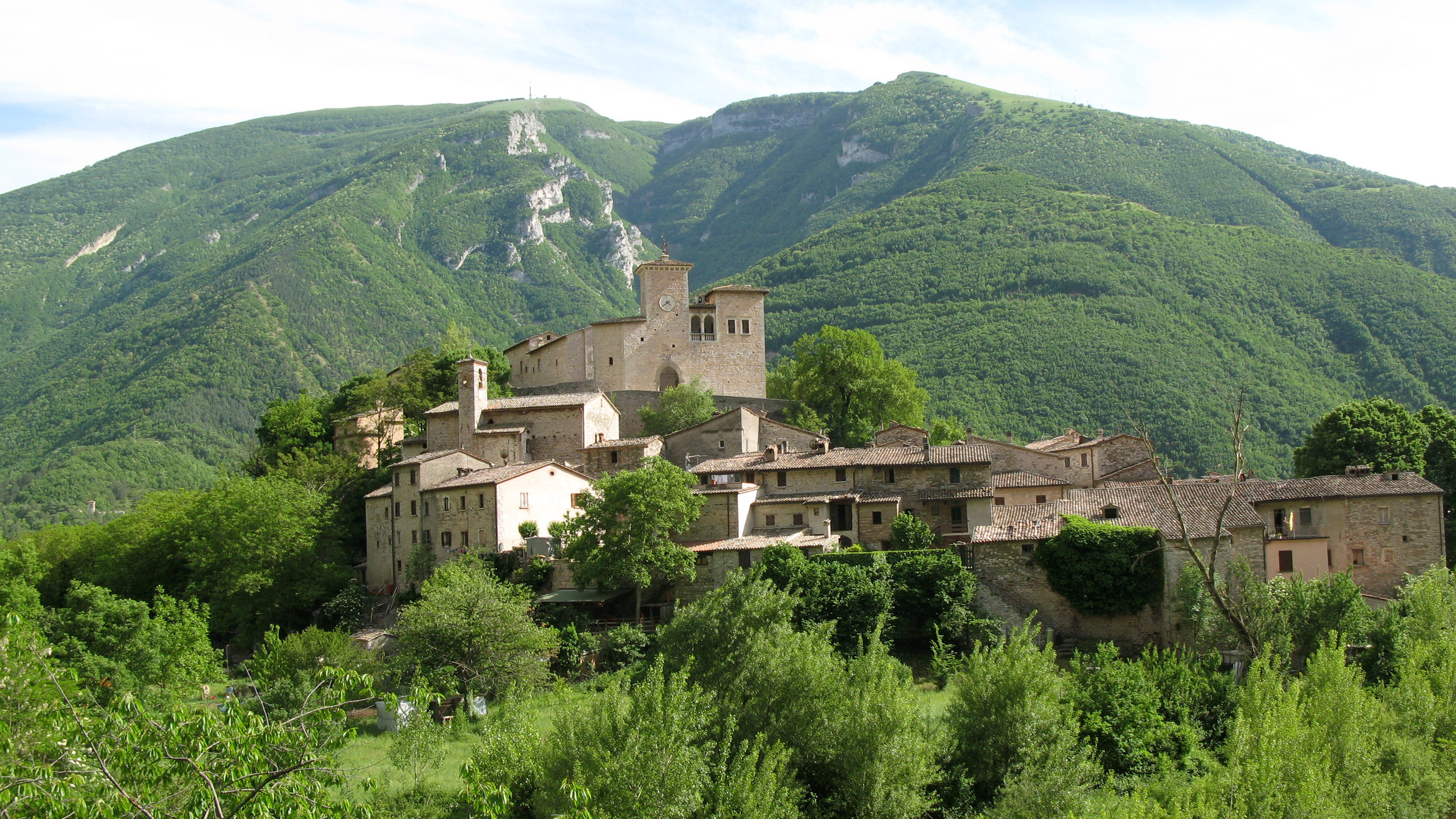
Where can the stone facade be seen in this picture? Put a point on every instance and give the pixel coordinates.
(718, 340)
==
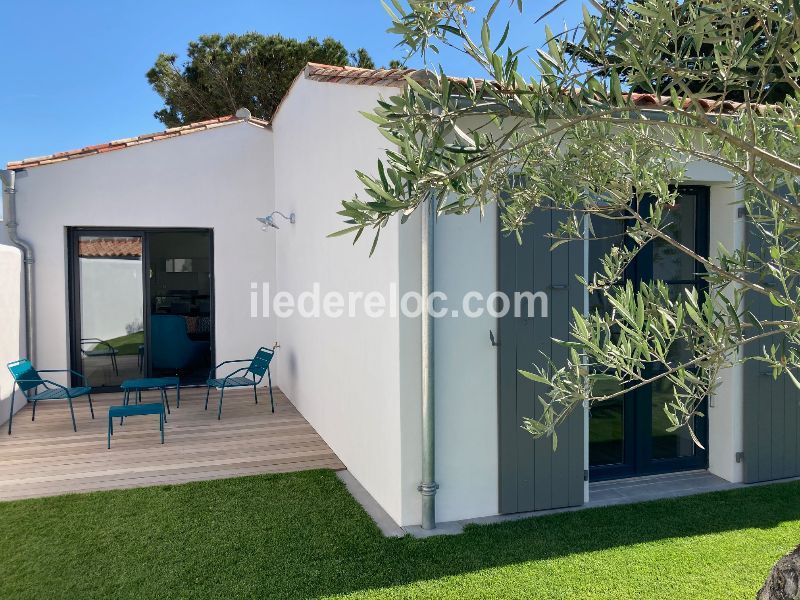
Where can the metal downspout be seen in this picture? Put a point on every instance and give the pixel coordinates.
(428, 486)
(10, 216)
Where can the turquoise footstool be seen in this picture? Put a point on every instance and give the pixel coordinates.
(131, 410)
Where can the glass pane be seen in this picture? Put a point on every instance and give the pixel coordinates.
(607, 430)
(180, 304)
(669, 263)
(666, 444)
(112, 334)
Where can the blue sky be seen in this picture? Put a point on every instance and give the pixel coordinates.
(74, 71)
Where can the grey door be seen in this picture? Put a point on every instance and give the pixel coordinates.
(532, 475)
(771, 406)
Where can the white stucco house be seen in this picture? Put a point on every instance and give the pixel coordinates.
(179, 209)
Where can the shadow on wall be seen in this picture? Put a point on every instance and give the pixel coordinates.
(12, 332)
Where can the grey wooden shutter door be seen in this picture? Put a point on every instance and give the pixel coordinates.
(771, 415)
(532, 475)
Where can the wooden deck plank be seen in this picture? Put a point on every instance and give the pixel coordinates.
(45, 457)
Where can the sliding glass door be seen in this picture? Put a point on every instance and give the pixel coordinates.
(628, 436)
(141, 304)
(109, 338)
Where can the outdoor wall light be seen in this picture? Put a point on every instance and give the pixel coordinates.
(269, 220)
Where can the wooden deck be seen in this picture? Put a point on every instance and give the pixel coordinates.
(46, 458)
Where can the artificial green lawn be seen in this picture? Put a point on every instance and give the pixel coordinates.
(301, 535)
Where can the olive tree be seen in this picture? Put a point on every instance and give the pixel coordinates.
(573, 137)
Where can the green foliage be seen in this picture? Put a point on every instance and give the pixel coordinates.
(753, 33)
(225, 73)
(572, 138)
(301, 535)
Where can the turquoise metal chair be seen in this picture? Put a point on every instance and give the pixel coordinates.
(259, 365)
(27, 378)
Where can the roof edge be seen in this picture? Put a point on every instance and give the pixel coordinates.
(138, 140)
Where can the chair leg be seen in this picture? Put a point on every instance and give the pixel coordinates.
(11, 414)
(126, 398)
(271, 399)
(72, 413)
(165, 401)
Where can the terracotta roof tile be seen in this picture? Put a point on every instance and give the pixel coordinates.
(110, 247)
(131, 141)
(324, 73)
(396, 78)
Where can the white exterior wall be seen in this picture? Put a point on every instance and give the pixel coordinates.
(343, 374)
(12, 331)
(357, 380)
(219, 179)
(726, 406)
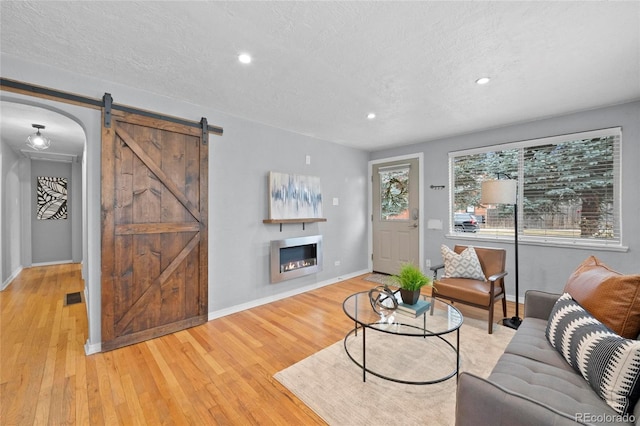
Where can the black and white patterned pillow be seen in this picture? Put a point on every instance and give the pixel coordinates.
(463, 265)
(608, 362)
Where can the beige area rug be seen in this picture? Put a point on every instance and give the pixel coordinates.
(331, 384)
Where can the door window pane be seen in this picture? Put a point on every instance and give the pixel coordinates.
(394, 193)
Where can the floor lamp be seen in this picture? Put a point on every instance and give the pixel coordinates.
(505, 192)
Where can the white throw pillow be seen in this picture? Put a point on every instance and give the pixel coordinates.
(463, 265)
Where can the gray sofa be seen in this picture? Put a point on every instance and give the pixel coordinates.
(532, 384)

§ What this task involves
Please report every line of the records that contains the word "white", copying each such line in full. Match case exactly.

§ Correct output
Where can the white stucco house be seen in this picture? Put a point on every instance and give the pixel coordinates.
Where can the white exterior wall be seen in this picture? Put a point on every instance and give the pixel coordinates.
Where can the black and white patterned pillow be seen in this picture? Put a point on every instance and give the pixel coordinates.
Where can the white throw pillow be seen in this picture? Put a point on every instance and give the pixel coordinates.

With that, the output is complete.